• [Given text]:
-----

Such is the timelessness, sensuality, burning swing-ability and vast energy exchange of Jazz-Blues Brothers, the perfectly titled, hard swinging dual project by globally renowned pianist Jeremy Monteiro (aka “Singapore’s King of Swing”) and Italian born Hammond B-3 master Alberto Marsico that even the most attentive, discerning ears won’t be able to tell which of these nine emotionally explosive tracks appeared on the original 2014 version (released everywhere in the world then but the U.S.) and which are the three newcomers on the re-issue.

Considering the duo’s Eurasian connections and the truly international ensemble poppin’ behind them – saxophonist Shawn Letts (from Oklahoma, now in Singapore), guitarist Eugene Pao (Hong Kong native), drummer Shawn Kelley (Syracuse native, living in Southeast Asia), vocalist Miz Dee Logwood (Berkeley CA) - it makes perfect thematic sense that the first Monteiro composed jam on the set is the buoyant, tightly funked out “Olympia,” which he penned years ago while watching the L.A. Olympics on TV, imagining he had been asked to compose a theme.

The mood swings are wild, as Monteiro and Marsico commandeer the adventure from the fanciful, hipster blues-swing of “Opening Act” through the infectious, punchy strut up “Mount Olive” and the breakneck paced boppish fire of “Catastrophy” (a showcase for everyone’s otherworldly improvisational magic) and the slower simmer of Logwood’s live twist on the Etta James classic “I’d Rather Go Blind” and “Lou,” a smoky and romantic ballad inspired by one of Marsico’s great influences, Lou Rawls. The collection’s other tribute, “Jack-Pot” (referencing B-3 legend Jack McDuff) is mostly all casual cool with a lighter sense of swing, but along the way features more intense piano chords and booming drums as if to emphasize the impact McDuff has on any project by the current generation featuring the classic instrument.

The set wraps powerfully with “Wishy Washy,” an action packed boogaloo styled romp that’s been part of Marsico’s live set for years – and which was recorded (very!) remotely during the pandemic with Monteiro in his home studio in Singapore, Letts in an adjoining studio, Kelley in Thailand, Paul in Hong Kong and Marsico in Italy.

-----

• [To do]: According to the Jazz-Blues Brothers review, why does it make thematic sense that "Olympia" is the first Monteiro-composed piece on the set? Answer in one to three sentences. The items that follow are not needed for this work.

• [Data records]:
-----

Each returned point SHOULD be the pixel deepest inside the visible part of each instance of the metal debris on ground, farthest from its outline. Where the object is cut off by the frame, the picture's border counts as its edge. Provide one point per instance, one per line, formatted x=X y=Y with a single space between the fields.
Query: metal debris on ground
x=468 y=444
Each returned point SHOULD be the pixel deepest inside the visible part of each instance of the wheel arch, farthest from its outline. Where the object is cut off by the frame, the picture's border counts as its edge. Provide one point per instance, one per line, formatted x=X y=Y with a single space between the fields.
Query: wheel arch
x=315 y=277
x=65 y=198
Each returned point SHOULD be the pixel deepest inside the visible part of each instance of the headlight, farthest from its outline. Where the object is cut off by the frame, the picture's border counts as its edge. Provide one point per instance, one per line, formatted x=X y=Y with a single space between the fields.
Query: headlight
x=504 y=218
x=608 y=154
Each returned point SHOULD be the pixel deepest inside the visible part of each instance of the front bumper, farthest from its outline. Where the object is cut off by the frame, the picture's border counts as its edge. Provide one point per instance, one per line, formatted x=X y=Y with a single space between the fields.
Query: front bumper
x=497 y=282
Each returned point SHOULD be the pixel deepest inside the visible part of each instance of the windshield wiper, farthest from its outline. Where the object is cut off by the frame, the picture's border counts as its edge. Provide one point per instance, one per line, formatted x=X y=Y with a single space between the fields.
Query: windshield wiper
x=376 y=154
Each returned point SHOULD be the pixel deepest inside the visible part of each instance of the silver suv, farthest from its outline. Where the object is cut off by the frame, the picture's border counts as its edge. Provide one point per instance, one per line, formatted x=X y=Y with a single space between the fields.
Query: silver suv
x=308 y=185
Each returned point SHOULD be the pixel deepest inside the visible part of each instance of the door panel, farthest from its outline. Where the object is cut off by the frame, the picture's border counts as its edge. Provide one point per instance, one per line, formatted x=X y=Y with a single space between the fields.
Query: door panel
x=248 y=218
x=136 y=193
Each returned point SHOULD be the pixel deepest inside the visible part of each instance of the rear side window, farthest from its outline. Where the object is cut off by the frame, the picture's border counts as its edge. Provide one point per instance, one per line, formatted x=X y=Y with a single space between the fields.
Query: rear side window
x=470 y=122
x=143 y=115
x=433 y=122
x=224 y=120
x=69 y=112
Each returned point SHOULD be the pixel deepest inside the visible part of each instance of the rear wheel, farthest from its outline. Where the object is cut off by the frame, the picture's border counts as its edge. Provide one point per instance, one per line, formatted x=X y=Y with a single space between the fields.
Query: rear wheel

-----

• [Answer section]: It fits because of the duo's Eurasian connections and the international ensemble behind them, with players from Oklahoma, Hong Kong, Syracuse and Berkeley. Monteiro wrote "Olympia" while watching the L.A. Olympics on TV, imagining he had been asked to compose a theme.